** TASK DIRECTIONS **
Copy the lines below word for word, with nothing changed.
— start LISTING —
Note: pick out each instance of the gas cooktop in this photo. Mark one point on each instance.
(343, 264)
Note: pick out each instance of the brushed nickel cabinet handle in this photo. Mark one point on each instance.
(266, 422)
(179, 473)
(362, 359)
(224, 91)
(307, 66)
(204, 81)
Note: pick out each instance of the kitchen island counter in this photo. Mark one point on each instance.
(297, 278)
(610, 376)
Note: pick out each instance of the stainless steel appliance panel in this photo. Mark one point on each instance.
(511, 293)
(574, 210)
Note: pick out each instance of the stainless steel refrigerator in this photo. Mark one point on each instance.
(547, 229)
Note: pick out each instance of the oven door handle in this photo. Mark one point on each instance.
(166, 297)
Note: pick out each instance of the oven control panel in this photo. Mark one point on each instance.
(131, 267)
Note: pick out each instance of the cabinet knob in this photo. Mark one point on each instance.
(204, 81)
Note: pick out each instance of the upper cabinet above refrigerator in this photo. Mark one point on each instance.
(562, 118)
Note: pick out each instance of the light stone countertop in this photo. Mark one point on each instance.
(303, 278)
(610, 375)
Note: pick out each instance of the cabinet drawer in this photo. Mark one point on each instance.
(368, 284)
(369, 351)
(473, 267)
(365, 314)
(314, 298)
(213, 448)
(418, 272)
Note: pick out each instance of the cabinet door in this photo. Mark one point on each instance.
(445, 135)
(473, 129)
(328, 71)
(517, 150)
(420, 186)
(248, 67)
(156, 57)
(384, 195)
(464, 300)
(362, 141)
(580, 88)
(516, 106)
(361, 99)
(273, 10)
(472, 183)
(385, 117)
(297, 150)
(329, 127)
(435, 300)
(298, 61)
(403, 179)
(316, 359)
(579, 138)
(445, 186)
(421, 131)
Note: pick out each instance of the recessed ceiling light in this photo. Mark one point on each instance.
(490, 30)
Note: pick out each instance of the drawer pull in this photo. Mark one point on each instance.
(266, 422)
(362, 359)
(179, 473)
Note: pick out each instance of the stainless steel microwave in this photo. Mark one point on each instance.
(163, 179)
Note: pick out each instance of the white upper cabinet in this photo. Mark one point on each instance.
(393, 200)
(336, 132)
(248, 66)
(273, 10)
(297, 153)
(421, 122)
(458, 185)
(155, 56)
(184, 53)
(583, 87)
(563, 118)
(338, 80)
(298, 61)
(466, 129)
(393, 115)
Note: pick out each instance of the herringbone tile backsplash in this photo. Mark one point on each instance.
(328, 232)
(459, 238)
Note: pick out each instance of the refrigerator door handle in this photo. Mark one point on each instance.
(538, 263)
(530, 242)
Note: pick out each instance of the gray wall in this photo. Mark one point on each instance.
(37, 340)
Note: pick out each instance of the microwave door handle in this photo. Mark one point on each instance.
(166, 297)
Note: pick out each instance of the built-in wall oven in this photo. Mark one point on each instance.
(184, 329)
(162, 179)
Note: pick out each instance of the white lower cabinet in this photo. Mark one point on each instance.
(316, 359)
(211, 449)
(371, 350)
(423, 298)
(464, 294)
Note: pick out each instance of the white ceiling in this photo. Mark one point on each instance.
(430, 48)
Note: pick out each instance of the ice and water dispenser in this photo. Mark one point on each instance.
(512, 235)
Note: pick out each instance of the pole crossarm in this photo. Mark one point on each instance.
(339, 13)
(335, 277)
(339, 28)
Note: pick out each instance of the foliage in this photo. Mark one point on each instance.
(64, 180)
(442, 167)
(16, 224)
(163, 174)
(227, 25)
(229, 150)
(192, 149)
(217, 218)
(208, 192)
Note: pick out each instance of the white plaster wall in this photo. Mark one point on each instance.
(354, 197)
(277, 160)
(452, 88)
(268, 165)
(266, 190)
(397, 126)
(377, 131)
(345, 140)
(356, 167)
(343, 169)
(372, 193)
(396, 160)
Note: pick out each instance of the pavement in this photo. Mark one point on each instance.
— end LISTING —
** RESULT FOR THIS TASK **
Note: pick out each instance of the gas cooktop in this photo. Mark one point on each instance.
(343, 264)
Note: pick out each instance of the brushed nickel cabinet handle in this photo. Mark one point on each instance.
(266, 422)
(179, 473)
(362, 359)
(224, 91)
(307, 66)
(204, 81)
Note: pick out each instance of the kitchen island counter in this photo. Mark one point on each instance.
(297, 278)
(610, 376)
Note: pick out each instance of the stainless steel appliance panel in this photo. Mark one point on each instance.
(511, 293)
(574, 210)
Note: pick out each instance of the stainless steel refrigerator in this photo. Mark one point on each instance.
(547, 229)
Note: pick out each instance of the oven door handle in this photo. Mark one point on each instance.
(166, 297)
Note: pick out each instance of the oven control panel in this photo. Mark one point on each instance.
(131, 267)
Note: pick out each instance of the cabinet knob in this photo. Mark one point on each instance.
(204, 81)
Note: pick out each instance of the upper cabinet above refrigerator in this photo. Mark one point on each instance.
(562, 118)
Note: pick out each instance of the light stone countertop in this photo. Mark one point on each instance.
(303, 278)
(610, 375)
Note: pick out each instance of the cabinet drawer in this photo. Mark one point on each instance.
(368, 284)
(369, 351)
(473, 267)
(365, 314)
(314, 298)
(213, 448)
(418, 272)
Note: pick out each instance of the cabinet door in this photo. Mark one point on each instance.
(445, 135)
(473, 129)
(328, 71)
(517, 150)
(420, 186)
(248, 67)
(156, 57)
(384, 195)
(464, 300)
(362, 141)
(580, 88)
(516, 106)
(361, 99)
(273, 10)
(472, 183)
(385, 117)
(297, 150)
(329, 127)
(435, 300)
(298, 61)
(403, 179)
(316, 359)
(579, 138)
(445, 186)
(421, 131)
Note: pick out each instance of the recessed ceiling light in this photo. Mark one point on each instance.
(490, 30)
Note: pick out each instance of the drawer pull in this photo. Mark one point on each instance.
(266, 422)
(362, 359)
(179, 473)
Note: pick out each instance of the stainless steel microwave in this photo. Mark one point on each instance.
(163, 179)
Note: pick out each instance of the white upper cabinet in this photo. Mark one point on each instance.
(393, 200)
(336, 132)
(248, 66)
(273, 10)
(297, 153)
(421, 122)
(458, 185)
(155, 56)
(184, 53)
(583, 87)
(563, 118)
(338, 80)
(298, 61)
(466, 129)
(393, 115)
Note: pick out each instance of the herringbone tile backsplash in this photo. Mark one point on each instance.
(328, 232)
(459, 238)
Note: pick out each instance of the refrigerator door handle in this photo. Mark one point on each instance.
(538, 263)
(530, 242)
Note: pick out each instance of the gray wall in this photo. Mark one point on each instance.
(37, 340)
Note: pick out each instance of the microwave door handle in this photo. Mark one point on each instance.
(166, 297)
Note: pick out each instance of the built-in wall oven in this photo. Mark one point on each instance.
(184, 329)
(162, 179)
Note: pick out each instance of the white lower cabinet in this photo. Mark one point on each instance.
(316, 359)
(211, 449)
(371, 350)
(423, 298)
(464, 294)
Note: pick out each instance of the white ceiling in this photo. Mark one point on each instance.
(430, 48)
Note: pick out each instance of the ice and water dispenser in this photo. Mark one point on each instance.
(512, 235)
Note: pick out each instance of the pole crossarm in this photo. Mark one point on each instance.
(339, 13)
(335, 277)
(339, 28)
Note: pick out each instance of the foliage in this photo. Mark one point on each instance.
(64, 180)
(442, 167)
(16, 224)
(163, 174)
(227, 25)
(229, 150)
(192, 149)
(217, 218)
(208, 192)
Note: pick out each instance of the white plaster wall in this photo. Mark one point on each instance.
(354, 197)
(277, 160)
(452, 88)
(268, 165)
(266, 190)
(397, 126)
(377, 131)
(345, 140)
(356, 167)
(343, 169)
(372, 193)
(396, 160)
Note: pick out each instance of the pavement in this photo. Mark one point on each instance.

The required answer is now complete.